[BEGIN Provided records]

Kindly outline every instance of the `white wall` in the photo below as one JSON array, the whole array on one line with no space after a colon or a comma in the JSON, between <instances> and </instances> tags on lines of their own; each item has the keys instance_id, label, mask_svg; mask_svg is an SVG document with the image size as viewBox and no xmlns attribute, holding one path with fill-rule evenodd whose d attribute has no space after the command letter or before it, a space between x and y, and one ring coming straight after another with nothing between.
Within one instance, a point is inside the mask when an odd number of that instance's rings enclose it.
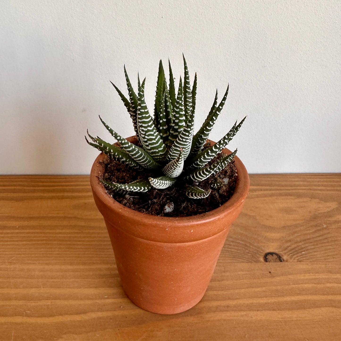
<instances>
[{"instance_id":1,"label":"white wall","mask_svg":"<svg viewBox=\"0 0 341 341\"><path fill-rule=\"evenodd\" d=\"M197 129L228 82L211 138L248 115L230 146L250 173L341 172L340 18L339 0L2 0L0 173L88 174L87 128L113 140L98 114L133 133L109 80L138 70L152 111L159 59L177 82L183 52Z\"/></svg>"}]
</instances>

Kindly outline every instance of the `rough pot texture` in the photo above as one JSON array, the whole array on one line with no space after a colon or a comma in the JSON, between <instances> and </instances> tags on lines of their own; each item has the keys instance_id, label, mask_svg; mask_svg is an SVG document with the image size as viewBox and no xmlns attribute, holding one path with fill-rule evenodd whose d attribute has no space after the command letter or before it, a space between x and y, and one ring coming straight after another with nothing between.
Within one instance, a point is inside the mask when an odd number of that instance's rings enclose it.
<instances>
[{"instance_id":1,"label":"rough pot texture","mask_svg":"<svg viewBox=\"0 0 341 341\"><path fill-rule=\"evenodd\" d=\"M97 177L102 176L100 162L105 157L101 153L96 159L90 181L124 291L136 305L152 312L189 309L204 296L231 224L242 208L249 186L245 166L235 157L235 192L220 207L191 217L161 217L128 208L107 194Z\"/></svg>"}]
</instances>

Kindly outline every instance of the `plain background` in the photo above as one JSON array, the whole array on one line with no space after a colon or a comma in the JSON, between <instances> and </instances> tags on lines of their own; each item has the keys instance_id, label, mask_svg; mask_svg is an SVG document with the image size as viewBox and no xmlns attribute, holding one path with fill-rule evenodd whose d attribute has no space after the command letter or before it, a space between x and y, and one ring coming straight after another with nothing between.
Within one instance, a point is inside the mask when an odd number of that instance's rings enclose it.
<instances>
[{"instance_id":1,"label":"plain background","mask_svg":"<svg viewBox=\"0 0 341 341\"><path fill-rule=\"evenodd\" d=\"M159 61L176 84L198 75L196 129L229 83L210 135L245 116L229 144L250 173L341 172L339 0L0 2L0 173L88 174L87 128L133 130L109 80L146 77Z\"/></svg>"}]
</instances>

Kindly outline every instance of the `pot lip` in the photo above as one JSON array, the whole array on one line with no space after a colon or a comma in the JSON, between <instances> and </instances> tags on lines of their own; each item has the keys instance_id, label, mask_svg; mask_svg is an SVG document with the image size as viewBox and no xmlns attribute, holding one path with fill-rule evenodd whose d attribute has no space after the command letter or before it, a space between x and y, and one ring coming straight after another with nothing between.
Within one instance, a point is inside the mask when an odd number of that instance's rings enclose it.
<instances>
[{"instance_id":1,"label":"pot lip","mask_svg":"<svg viewBox=\"0 0 341 341\"><path fill-rule=\"evenodd\" d=\"M136 136L130 136L127 139L131 143L137 140ZM211 143L215 143L208 140ZM230 153L232 152L227 148L223 150L223 152ZM106 157L106 154L101 153L93 163L90 173L90 182L93 191L103 203L109 209L114 211L119 211L121 214L129 216L130 219L138 220L143 219L147 223L154 224L155 220L163 223L168 223L177 225L188 224L189 223L208 222L222 217L228 214L235 209L236 206L242 205L249 192L250 180L249 175L245 166L240 159L237 156L234 158L235 165L237 170L237 181L234 193L226 203L214 210L205 213L188 217L166 217L153 216L136 211L122 205L109 196L103 185L99 181L98 177L103 175L104 167L100 163Z\"/></svg>"}]
</instances>

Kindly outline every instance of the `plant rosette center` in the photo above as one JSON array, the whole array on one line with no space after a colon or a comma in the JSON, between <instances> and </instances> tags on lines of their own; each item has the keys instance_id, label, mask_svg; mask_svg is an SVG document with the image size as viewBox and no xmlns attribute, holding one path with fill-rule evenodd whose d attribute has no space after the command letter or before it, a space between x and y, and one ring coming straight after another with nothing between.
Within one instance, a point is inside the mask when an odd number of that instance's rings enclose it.
<instances>
[{"instance_id":1,"label":"plant rosette center","mask_svg":"<svg viewBox=\"0 0 341 341\"><path fill-rule=\"evenodd\" d=\"M184 57L183 62L183 84L180 76L176 93L170 63L167 84L160 61L153 115L150 114L145 101L145 78L141 83L138 76L136 93L125 66L129 99L112 83L132 119L137 143L132 143L122 137L100 117L116 143L111 144L98 136L93 137L88 132L92 142L86 136L89 145L108 155L104 175L100 181L108 193L122 204L137 210L144 211L146 207L138 209L147 205L149 208L146 212L149 214L193 215L203 212L201 206L210 210L228 199L235 185L236 173L233 160L237 150L228 154L222 151L246 118L238 124L236 121L216 143L207 143L225 103L228 86L219 104L216 92L206 119L194 134L197 75L196 73L191 86ZM214 204L211 202L215 202ZM150 208L153 205L155 209ZM161 208L158 207L160 205Z\"/></svg>"}]
</instances>

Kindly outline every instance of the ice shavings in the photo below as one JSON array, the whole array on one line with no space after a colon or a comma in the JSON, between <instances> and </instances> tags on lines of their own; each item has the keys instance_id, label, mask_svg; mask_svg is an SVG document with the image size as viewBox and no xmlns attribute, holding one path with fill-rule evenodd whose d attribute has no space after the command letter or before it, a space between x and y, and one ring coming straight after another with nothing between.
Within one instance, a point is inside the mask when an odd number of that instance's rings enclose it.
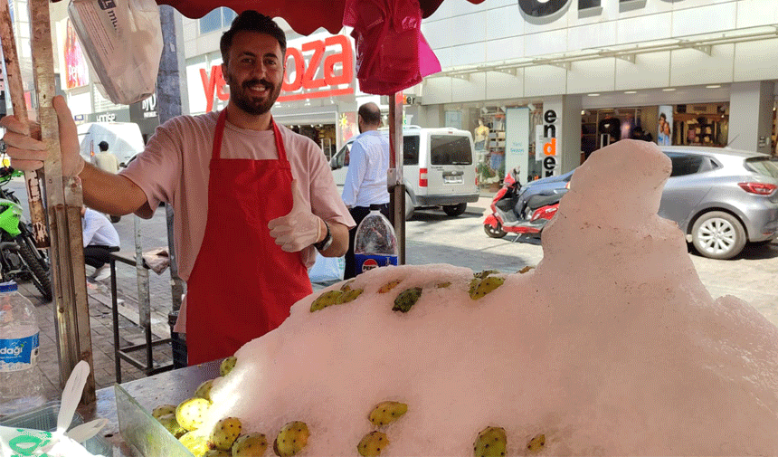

[END Provided records]

Copy the records above verbatim, every line as it stands, but omit the pictures.

Answer below:
Kindly outline every instance of the `white wall` in the photo below as one JSON array, the whole array on one line with no space after a colon or a comma in the JSON, between <instances> and </instances> tags on lines of their own; each item has the keys instance_id, label, mask_svg; mask_svg is an SVG document with the image size as viewBox and no xmlns attribute, holding one path with fill-rule evenodd whose d attribute has no space after the command letter or before it, a space between x and y, and one ring coming straight after another with nothing between.
Within one instance, a point is inside the mask when an odd number of that instance's rings enclose it.
<instances>
[{"instance_id":1,"label":"white wall","mask_svg":"<svg viewBox=\"0 0 341 341\"><path fill-rule=\"evenodd\" d=\"M197 129L228 82L211 138L248 115L230 146L250 173L341 172L340 18L339 0L2 0L0 173L88 174L87 128L113 140L98 114L133 133L109 80L138 70L152 111L159 59L177 82L183 52Z\"/></svg>"}]
</instances>

Kindly outline every instance of the `rough pot texture` in the photo above as one JSON array, the whole array on one line with no space after a colon or a comma in the JSON, between <instances> and </instances> tags on lines of their own; each item has the keys instance_id, label, mask_svg; mask_svg is an SVG document with the image size as viewBox and no xmlns attribute, holding one path with fill-rule evenodd whose d attribute has no space after the command letter or before it, a space between x and y, and one ring coming straight after another with nothing between.
Within one instance, a point is inside the mask when an odd number of that instance's rings enclose it.
<instances>
[{"instance_id":1,"label":"rough pot texture","mask_svg":"<svg viewBox=\"0 0 341 341\"><path fill-rule=\"evenodd\" d=\"M97 177L102 176L100 162L105 157L101 153L96 159L90 181L124 291L136 305L152 312L189 309L204 296L231 224L242 208L249 186L245 166L235 157L235 192L220 207L191 217L161 217L128 208L107 194Z\"/></svg>"}]
</instances>

Kindly outline every instance of the `plain background` in the photo above as one JSON array, the whole array on one line with no space after a colon or a comma in the JSON, between <instances> and </instances> tags on lines of their own; each item has the keys instance_id, label, mask_svg; mask_svg is an SVG document with the image size as viewBox and no xmlns attribute, holding one path with fill-rule evenodd whose d attribute has no space after the command letter or before it, a space between x and y, and one ring coming straight after another with nothing between.
Within one instance, a point is inside the mask when an odd number of that instance's rings enclose it.
<instances>
[{"instance_id":1,"label":"plain background","mask_svg":"<svg viewBox=\"0 0 341 341\"><path fill-rule=\"evenodd\" d=\"M159 61L176 84L198 75L196 129L229 83L210 135L245 116L229 144L250 173L341 172L339 0L0 2L0 173L88 174L87 128L133 130L109 80L146 77Z\"/></svg>"}]
</instances>

Kindly outline every instance of the `pot lip` in the photo above as one JSON array, the whole array on one line with no space after a colon or a comma in the JSON, between <instances> and </instances> tags on lines of their own; each item has the keys instance_id, label, mask_svg; mask_svg is an SVG document with the image size as viewBox and no xmlns attribute, holding one path with fill-rule evenodd whose d attribute has no space after the command letter or before it, a space between x and y, and one ring coming straight after another with nothing between.
Within one instance, a point is inside the mask when an odd number of that instance's rings enclose it.
<instances>
[{"instance_id":1,"label":"pot lip","mask_svg":"<svg viewBox=\"0 0 341 341\"><path fill-rule=\"evenodd\" d=\"M136 136L130 136L127 139L131 143L137 140ZM211 143L215 143L208 140ZM230 153L232 152L227 148L223 150L223 152ZM106 157L106 154L101 153L93 163L90 173L90 182L93 191L103 203L109 209L114 211L119 211L121 214L129 216L130 219L138 220L143 219L147 223L154 224L155 220L163 223L168 223L177 225L188 224L189 223L208 222L222 217L228 214L235 209L236 206L242 205L249 192L250 180L249 175L245 166L240 159L237 156L234 158L235 165L237 170L237 181L234 193L226 203L214 210L205 213L188 217L166 217L153 216L136 211L122 205L109 196L103 185L99 181L98 177L103 175L104 167L100 163Z\"/></svg>"}]
</instances>

Kindly outline every instance of the `plant rosette center` in the photo above as one JSON array, the whole array on one line with no space after a colon or a comma in the JSON, between <instances> and </instances> tags on lines of their own; each item has the keys instance_id, label, mask_svg; mask_svg is an SVG document with the image size as viewBox and no xmlns attribute, holding one path with fill-rule evenodd whose d attribute has no space after the command letter or before it, a space between x and y, and one ring coming straight after another with nothing between.
Within one instance, a point is inside the mask when an odd number of that instance's rings enclose it.
<instances>
[{"instance_id":1,"label":"plant rosette center","mask_svg":"<svg viewBox=\"0 0 341 341\"><path fill-rule=\"evenodd\" d=\"M184 57L183 62L183 84L180 76L176 93L170 63L167 84L160 61L153 115L150 114L145 101L145 78L141 83L138 76L136 93L125 66L129 99L112 83L132 119L137 143L132 143L122 137L100 117L116 143L111 144L98 136L93 137L88 132L92 142L86 136L89 145L108 155L104 175L100 181L108 193L122 204L137 210L144 211L146 207L138 209L147 205L149 208L146 212L149 214L193 215L203 212L201 206L210 210L228 199L235 185L236 173L233 160L237 150L228 154L222 151L246 118L238 124L236 121L216 143L207 143L225 103L228 86L219 104L216 92L206 119L194 134L197 75L196 73L191 86ZM214 204L211 202L215 202ZM150 208L153 205L155 209ZM161 208L158 207L160 205Z\"/></svg>"}]
</instances>

Kindly outline every instance of the ice shavings in the photo below as one JSON array, the whole array on one line with no space after a colon or a comma in the JSON, between <instances> and </instances> tags on lines of their own; each item has the keys instance_id, label, mask_svg; mask_svg is an SVG document with the image size as viewBox and no xmlns attribute, holding one path with fill-rule evenodd whose d attribute has no space after the command letter or before it, a space between x and y, and one ring coming straight after another with nothing between.
Within one instance, a point is inside the mask when an odd number of that instance's rings enclose it.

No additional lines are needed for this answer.